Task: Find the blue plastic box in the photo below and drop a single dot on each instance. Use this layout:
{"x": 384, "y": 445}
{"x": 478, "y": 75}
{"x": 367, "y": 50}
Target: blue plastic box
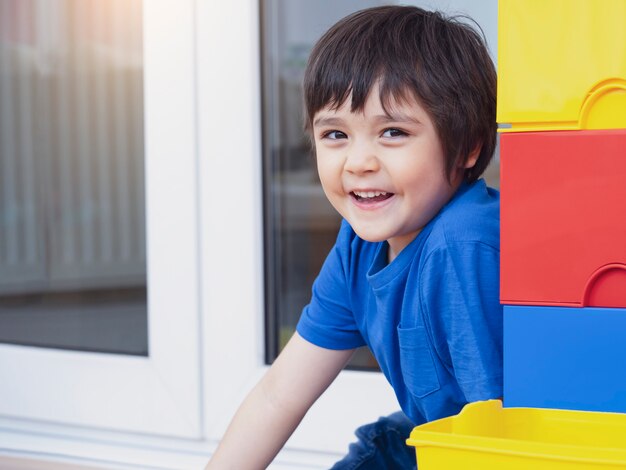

### EXERCISE TASK
Rewrite the material above, replacing every "blue plastic box" with "blue storage bin" and keeping everything else the same. Leave the image out of your answer.

### WRITTEN RESPONSE
Task: Find the blue storage bin in the photo below and drop a single dot on each instance. Use this layout:
{"x": 384, "y": 445}
{"x": 478, "y": 75}
{"x": 367, "y": 50}
Target: blue storage bin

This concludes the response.